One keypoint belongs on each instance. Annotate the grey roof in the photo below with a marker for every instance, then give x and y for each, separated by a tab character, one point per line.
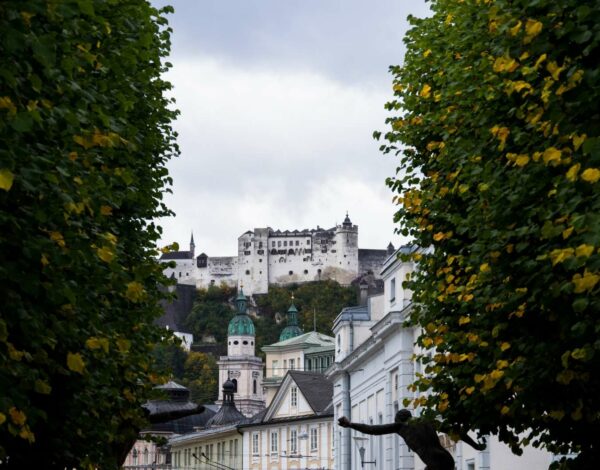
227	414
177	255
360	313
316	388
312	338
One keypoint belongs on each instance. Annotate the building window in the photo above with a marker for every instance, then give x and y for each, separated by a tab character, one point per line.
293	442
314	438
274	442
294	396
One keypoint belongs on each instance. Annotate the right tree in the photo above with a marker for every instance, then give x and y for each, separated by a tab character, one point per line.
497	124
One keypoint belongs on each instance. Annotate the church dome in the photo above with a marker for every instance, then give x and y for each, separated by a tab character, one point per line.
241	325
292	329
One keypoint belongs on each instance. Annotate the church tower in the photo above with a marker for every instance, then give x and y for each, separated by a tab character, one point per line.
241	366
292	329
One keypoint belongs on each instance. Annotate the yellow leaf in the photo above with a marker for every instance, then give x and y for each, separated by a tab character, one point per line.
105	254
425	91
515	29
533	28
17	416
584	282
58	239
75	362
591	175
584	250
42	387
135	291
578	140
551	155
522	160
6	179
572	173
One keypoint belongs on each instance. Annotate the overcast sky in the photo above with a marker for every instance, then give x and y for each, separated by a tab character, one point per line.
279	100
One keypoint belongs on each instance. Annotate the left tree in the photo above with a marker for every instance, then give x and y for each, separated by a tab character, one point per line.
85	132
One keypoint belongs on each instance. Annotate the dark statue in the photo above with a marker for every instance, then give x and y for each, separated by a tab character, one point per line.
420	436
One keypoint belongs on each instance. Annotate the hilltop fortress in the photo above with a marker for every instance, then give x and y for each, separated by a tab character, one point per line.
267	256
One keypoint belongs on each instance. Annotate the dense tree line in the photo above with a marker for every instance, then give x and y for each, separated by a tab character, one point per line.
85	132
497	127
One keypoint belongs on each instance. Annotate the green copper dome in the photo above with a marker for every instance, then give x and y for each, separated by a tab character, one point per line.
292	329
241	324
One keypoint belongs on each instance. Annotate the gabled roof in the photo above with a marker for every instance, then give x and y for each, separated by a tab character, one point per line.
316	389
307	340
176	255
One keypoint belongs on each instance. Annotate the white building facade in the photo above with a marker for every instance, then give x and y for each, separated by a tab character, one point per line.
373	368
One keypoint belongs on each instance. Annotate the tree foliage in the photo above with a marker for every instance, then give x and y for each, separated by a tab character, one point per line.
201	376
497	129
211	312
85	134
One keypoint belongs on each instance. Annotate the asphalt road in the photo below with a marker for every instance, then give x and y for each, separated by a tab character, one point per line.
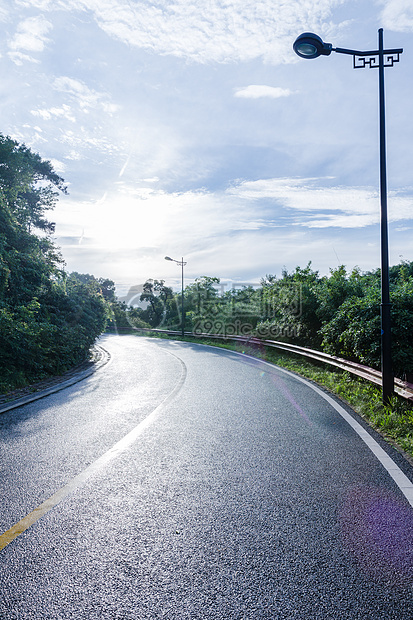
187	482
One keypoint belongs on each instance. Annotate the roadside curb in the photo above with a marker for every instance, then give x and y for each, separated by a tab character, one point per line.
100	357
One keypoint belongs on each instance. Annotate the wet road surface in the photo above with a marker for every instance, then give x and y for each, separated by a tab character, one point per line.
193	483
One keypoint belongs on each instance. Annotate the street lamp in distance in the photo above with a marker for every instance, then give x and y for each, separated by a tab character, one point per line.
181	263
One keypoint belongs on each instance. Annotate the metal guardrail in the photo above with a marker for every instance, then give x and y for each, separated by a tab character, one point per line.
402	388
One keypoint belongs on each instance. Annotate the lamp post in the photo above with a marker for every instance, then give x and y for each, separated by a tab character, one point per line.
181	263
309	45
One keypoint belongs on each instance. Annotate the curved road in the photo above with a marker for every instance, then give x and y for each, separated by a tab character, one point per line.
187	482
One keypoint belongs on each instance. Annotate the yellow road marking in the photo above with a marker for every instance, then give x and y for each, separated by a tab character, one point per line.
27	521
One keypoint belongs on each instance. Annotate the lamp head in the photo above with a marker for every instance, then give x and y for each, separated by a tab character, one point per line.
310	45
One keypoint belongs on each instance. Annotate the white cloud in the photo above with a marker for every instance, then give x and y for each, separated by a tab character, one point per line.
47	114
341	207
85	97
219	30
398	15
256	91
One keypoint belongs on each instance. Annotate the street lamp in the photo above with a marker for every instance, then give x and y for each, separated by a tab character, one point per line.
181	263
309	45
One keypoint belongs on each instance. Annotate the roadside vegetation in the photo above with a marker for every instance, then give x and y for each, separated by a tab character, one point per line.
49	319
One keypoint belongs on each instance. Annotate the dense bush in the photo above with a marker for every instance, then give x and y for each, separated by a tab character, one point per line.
--
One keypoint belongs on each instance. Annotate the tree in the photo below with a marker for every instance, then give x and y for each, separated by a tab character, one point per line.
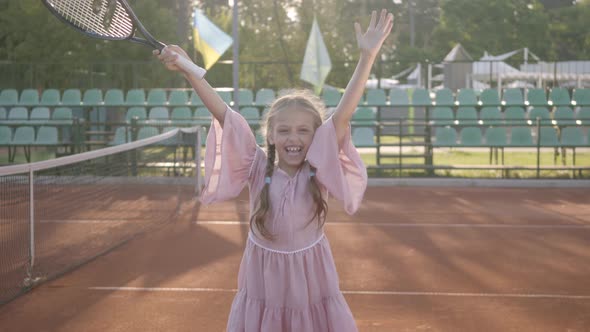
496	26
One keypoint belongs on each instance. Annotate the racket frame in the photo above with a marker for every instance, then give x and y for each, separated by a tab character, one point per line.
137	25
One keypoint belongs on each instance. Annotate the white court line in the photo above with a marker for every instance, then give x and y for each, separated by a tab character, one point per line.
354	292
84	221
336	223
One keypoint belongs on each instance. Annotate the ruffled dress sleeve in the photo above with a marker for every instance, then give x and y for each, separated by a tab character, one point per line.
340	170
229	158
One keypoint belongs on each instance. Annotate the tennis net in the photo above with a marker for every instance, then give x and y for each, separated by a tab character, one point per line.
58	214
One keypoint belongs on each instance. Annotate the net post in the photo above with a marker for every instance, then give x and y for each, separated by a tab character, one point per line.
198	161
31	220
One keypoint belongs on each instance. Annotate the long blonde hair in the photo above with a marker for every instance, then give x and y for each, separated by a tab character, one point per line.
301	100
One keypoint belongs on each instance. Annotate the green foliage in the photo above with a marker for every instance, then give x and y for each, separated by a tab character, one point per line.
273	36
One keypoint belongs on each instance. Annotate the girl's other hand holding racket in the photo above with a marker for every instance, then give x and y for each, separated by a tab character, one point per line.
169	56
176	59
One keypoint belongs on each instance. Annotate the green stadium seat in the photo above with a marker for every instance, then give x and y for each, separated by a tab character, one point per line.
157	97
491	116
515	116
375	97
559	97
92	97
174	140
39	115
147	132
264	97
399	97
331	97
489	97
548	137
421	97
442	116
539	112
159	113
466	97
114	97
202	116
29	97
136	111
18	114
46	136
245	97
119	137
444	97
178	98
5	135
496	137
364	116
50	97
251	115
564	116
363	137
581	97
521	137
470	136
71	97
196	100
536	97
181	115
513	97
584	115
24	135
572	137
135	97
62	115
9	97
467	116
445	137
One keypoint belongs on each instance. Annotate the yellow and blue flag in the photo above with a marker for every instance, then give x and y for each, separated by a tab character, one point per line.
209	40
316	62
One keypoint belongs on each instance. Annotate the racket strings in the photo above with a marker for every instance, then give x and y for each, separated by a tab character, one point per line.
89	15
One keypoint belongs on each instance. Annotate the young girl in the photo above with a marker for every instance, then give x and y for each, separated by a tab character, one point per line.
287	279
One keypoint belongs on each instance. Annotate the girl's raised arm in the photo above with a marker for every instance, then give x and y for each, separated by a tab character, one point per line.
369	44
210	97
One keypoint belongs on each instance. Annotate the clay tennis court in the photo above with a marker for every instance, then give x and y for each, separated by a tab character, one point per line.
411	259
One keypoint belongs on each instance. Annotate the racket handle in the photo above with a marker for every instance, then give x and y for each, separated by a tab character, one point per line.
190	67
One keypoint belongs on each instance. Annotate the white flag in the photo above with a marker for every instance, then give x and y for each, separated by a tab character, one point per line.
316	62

▸ PROBLEM TO SOLVE
Pull out every line of the material above that contains the word "street", and copy each of those lines in full.

▸ EXPECTED ANSWER
One keypoint belongs on each instance. Annotate the street lamp in distance in the photo above with a marker for every instance, then give x and y for each, separated by a tab character, one point per line.
One keypoint belongs on each instance. Annotate the street lamp in the photo above with a marker for every instance, then give x and y for each, separated by a tab character, one point per line.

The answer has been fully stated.